• [Text under study]:
^^^^^^^^

Furthermore a study done by [17] conducted that early diagnosis begins with a medical history and involves using neuroimaging, standardized neurological, and standardized motor assessments that indicate congruent abnormal findings indicative of cerebral palsy, Clinicians should understand the importance of prompt referral to diagnostic-specific early intervention to optimize infant motor and cognitive plasticity, prevent secondary complications, and enhance caregiver well-being.
On the other hand, a study done by [18] showed lasting benefits of early intervention, this evidence is not sufficient to exclude the value of early intervention. The main reasons for this are the lack of precision in identifying infants for intervention studies and insufficient difference between the interventions offered to the intervention and control group. Although we realize that early identification of all infants with CP in the general population will not be possible, we propose a research agenda directed at large-scale identification of infants with early signs of CP and testing of high-intensity, early interventions in which the infant actively participates.

^^^^^^^^

• [Data provided]:

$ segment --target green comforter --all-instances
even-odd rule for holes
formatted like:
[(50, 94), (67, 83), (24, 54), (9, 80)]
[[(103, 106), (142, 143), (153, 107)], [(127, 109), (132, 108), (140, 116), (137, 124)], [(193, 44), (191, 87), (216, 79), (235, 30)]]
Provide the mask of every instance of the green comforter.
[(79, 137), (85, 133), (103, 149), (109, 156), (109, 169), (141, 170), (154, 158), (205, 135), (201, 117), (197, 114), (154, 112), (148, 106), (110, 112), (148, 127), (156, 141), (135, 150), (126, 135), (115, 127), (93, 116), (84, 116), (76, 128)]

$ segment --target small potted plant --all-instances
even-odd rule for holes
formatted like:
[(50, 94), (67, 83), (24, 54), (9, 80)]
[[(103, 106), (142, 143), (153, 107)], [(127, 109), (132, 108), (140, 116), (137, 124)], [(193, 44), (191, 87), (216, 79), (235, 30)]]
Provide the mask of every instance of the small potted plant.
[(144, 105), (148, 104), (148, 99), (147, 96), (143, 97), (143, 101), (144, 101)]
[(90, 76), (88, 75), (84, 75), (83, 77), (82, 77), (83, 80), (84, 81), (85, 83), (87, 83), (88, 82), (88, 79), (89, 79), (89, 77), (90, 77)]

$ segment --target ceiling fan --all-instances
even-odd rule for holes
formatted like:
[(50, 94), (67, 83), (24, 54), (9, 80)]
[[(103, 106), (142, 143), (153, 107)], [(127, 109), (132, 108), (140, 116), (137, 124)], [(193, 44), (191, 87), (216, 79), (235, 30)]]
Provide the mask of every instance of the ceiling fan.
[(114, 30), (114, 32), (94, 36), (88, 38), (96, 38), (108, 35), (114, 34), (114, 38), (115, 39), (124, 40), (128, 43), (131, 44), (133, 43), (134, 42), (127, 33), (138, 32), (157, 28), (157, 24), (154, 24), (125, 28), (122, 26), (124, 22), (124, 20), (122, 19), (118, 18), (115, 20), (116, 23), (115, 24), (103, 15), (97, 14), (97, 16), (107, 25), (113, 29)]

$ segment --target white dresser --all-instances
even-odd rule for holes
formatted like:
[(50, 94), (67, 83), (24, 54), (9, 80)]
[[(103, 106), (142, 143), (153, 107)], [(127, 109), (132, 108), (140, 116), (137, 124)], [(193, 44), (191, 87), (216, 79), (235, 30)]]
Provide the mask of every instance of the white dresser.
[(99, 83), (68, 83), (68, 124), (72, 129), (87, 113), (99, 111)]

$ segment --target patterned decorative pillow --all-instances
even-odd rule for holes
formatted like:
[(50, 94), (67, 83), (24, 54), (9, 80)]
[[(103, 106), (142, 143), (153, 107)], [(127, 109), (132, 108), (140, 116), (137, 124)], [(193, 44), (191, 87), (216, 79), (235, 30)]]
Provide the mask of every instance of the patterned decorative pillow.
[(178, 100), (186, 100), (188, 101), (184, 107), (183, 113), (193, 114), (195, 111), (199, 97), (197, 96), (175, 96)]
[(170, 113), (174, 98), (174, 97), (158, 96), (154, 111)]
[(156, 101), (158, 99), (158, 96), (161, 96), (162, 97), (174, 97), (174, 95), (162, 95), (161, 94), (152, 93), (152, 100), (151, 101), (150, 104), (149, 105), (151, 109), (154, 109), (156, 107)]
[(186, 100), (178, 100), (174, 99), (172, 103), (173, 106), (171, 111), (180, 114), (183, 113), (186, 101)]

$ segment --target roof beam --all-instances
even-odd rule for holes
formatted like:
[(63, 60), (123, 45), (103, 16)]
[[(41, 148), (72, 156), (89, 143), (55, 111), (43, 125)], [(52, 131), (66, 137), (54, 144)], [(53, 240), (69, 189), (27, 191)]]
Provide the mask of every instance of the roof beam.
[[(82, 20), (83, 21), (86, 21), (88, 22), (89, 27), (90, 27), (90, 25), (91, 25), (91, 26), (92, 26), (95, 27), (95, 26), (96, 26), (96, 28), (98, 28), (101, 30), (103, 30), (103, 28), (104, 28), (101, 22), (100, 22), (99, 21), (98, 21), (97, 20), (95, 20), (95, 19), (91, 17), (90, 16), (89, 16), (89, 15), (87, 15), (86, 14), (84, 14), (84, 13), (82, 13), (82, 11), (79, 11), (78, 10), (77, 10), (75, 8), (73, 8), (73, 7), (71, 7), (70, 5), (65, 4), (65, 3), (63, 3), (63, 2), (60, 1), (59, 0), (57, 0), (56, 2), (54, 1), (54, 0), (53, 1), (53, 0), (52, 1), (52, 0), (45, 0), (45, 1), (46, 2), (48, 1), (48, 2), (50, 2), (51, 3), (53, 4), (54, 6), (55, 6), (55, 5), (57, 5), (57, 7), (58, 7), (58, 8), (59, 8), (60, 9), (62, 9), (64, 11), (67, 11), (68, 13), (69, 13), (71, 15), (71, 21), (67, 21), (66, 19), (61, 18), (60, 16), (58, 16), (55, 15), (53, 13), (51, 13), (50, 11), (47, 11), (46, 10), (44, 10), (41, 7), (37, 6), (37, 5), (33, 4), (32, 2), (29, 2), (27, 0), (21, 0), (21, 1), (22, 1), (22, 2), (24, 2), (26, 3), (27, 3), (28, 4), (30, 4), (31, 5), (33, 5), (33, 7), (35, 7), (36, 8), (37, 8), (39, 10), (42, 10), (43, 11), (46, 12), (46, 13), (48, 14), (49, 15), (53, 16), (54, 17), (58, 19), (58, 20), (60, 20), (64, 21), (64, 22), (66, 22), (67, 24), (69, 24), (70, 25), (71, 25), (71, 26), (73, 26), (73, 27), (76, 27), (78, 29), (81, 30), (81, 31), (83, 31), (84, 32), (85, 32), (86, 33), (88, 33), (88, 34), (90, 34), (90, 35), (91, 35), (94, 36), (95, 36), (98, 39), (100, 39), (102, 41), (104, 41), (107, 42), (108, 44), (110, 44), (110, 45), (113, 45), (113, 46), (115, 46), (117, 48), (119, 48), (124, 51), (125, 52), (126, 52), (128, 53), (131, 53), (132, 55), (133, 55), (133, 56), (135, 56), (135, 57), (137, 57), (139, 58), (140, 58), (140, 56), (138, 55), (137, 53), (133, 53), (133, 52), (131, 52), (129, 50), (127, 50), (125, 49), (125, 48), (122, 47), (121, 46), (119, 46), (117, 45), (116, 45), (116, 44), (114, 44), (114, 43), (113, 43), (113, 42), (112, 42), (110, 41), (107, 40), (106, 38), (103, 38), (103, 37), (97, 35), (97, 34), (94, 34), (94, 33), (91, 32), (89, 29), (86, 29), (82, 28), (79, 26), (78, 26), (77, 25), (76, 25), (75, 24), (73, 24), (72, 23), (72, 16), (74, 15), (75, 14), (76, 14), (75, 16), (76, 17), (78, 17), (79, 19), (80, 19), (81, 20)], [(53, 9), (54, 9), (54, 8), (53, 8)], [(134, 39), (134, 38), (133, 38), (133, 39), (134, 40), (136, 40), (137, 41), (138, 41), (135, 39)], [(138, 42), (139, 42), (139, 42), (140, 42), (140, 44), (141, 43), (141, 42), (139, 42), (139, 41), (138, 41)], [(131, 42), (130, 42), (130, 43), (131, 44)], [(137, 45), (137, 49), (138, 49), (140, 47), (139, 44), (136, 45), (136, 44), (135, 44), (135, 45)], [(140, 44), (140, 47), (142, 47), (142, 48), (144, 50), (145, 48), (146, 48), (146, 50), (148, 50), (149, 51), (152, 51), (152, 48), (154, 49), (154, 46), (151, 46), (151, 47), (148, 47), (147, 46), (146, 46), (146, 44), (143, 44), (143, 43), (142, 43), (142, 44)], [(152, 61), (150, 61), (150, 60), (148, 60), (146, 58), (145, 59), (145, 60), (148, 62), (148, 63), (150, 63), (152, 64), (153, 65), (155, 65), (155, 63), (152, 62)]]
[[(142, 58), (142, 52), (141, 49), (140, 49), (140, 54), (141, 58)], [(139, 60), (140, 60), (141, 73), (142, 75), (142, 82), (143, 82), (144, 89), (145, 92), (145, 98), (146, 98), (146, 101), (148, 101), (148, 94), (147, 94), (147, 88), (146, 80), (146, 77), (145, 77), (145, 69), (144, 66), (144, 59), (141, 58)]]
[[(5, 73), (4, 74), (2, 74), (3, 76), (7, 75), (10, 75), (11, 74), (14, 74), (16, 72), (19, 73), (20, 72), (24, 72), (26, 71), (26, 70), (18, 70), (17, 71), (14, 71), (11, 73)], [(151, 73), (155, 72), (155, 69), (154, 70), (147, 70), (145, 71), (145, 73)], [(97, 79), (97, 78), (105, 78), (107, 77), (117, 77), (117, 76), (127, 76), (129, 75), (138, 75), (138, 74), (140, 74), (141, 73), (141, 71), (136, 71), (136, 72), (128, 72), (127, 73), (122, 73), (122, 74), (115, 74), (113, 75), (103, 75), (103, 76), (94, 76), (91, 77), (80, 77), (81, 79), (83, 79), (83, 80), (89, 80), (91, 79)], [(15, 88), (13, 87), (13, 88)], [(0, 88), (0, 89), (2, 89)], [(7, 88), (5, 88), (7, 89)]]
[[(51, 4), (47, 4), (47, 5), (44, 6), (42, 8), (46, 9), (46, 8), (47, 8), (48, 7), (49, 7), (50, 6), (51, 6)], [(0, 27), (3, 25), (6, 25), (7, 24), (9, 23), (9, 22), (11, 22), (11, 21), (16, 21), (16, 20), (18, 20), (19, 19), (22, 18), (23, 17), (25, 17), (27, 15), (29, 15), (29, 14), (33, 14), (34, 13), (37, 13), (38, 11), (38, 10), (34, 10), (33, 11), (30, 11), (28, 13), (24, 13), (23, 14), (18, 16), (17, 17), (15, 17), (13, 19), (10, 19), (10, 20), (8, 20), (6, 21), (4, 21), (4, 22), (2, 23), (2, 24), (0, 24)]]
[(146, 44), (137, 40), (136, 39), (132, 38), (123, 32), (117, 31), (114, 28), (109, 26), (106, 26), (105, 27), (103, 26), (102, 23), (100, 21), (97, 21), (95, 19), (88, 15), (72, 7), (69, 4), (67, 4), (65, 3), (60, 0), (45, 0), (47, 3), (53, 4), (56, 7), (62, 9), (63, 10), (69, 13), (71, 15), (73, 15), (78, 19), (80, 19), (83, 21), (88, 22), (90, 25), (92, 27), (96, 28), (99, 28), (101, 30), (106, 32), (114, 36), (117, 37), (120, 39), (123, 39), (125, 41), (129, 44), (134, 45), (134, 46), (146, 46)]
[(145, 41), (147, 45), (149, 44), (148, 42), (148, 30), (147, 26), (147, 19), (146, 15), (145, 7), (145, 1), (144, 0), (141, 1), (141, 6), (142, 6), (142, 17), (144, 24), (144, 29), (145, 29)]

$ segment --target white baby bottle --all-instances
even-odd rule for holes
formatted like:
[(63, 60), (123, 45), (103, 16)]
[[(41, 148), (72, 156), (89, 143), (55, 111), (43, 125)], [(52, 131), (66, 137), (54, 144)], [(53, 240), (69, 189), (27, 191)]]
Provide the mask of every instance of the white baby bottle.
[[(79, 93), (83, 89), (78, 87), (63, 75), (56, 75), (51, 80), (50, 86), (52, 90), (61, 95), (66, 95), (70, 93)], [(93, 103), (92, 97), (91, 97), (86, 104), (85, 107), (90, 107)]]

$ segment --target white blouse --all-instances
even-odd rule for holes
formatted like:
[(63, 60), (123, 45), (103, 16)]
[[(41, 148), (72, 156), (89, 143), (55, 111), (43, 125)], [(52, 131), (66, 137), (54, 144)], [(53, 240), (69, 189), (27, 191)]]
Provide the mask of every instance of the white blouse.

^^^^^^^^

• [About this task]: Return the passage above on early diagnosis and intervention for cerebral palsy in full, with every word and punctuation mark unchanged.

• [Answer for the task]:
Furthermore a study done by [17] conducted that early diagnosis begins with a medical history and involves using neuroimaging, standardized neurological, and standardized motor assessments that indicate congruent abnormal findings indicative of cerebral palsy, Clinicians should understand the importance of prompt referral to diagnostic-specific early intervention to optimize infant motor and cognitive plasticity, prevent secondary complications, and enhance caregiver well-being.
On the other hand, a study done by [18] showed lasting benefits of early intervention, this evidence is not sufficient to exclude the value of early intervention. The main reasons for this are the lack of precision in identifying infants for intervention studies and insufficient difference between the interventions offered to the intervention and control group. Although we realize that early identification of all infants with CP in the general population will not be possible, we propose a research agenda directed at large-scale identification of infants with early signs of CP and testing of high-intensity, early interventions in which the infant actively participates.